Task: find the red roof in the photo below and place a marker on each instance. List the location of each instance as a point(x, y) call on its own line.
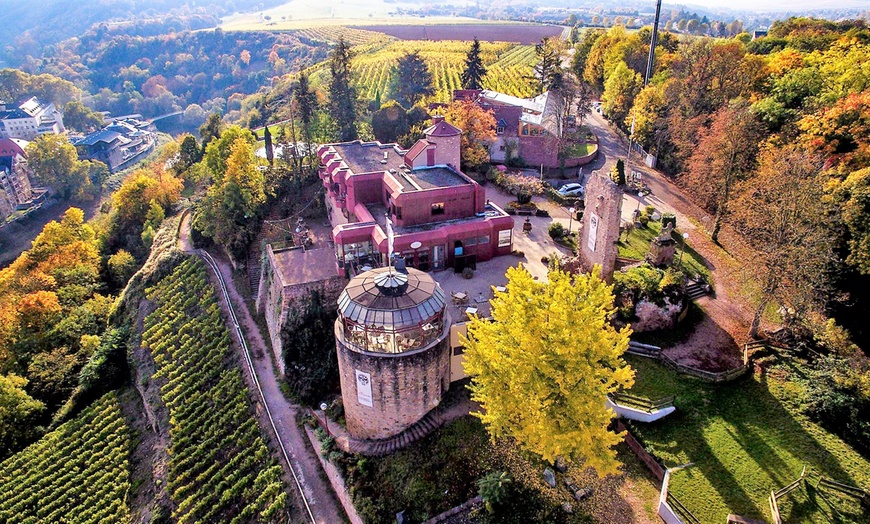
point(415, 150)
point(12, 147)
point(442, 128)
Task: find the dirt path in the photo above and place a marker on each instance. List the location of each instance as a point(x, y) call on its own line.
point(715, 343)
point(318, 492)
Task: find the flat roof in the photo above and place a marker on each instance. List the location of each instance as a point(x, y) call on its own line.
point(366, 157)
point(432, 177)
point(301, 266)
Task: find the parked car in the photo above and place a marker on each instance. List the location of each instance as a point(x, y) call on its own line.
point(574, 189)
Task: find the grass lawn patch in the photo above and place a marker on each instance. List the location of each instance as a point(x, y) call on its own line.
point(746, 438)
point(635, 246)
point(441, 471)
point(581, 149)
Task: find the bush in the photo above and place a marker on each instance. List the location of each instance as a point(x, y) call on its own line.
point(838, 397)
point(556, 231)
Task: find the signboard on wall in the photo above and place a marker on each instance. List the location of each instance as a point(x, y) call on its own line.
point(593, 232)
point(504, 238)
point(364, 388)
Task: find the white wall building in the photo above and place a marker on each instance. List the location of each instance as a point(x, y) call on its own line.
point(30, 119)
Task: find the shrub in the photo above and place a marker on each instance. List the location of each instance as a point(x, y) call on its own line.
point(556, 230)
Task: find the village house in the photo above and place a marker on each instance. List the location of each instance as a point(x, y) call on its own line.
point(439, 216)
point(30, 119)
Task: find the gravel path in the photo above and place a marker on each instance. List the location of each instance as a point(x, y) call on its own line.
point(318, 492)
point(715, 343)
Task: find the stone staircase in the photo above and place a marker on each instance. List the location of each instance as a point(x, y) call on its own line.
= = = = =
## Task objective
Take the data above and set it down exactly, images excluded.

## Solved exercise
Task: find the red roof in the photo below and place a marker on each instance. List the location of each instance as a point(x, y) call on its own line.
point(415, 150)
point(12, 147)
point(442, 128)
Task: find the dirt path in the photo above and place a marker on each instance. List the location of each instance as a point(x, y) call on its own line.
point(715, 343)
point(318, 492)
Task: find the flat roof in the photo above and place a marker on each instance. List the location of each instance as a point(x, y) call on its own line.
point(366, 157)
point(432, 177)
point(301, 266)
Task: find the parked car in the photo above and place a marker on each instance. List the location of each instance as a point(x, y) call on its own line.
point(574, 189)
Task: find the grass lawn patch in the photo above and place a marker on each instance. List the location of each instance as a point(x, y) call on its own line.
point(746, 438)
point(635, 246)
point(441, 471)
point(581, 149)
Task: find the bush in the photo above and place a marker on each instance. List the location of each instance as a point(x, y) call on its own line.
point(838, 397)
point(556, 231)
Task: find the signboard on wall in the photo above and place a marker on each instance. List the location of each instance as a point(x, y) call on its own line.
point(593, 232)
point(504, 238)
point(364, 388)
Task: find the white wall building in the photo above and place a marker on each instance. List the location of each instance as a point(x, y) call on its own line.
point(30, 119)
Task: find the shrub in the photo above and place a marker on each instance. List the location of each instance as a point(x, y) call on its own line.
point(556, 230)
Task: find the village house in the photo above and place a marker on each instance. List the location of each instance as a point(x, y) call on its own line.
point(439, 216)
point(30, 119)
Task: find the gravel path in the photo above and place a marker on each instance. List the location of each instance as a point(x, y) call on its own line.
point(318, 492)
point(715, 343)
Task: find the stone staircase in the photo above and place a marker on each instance. List the location of each instance as a point(x, y) call on its own line.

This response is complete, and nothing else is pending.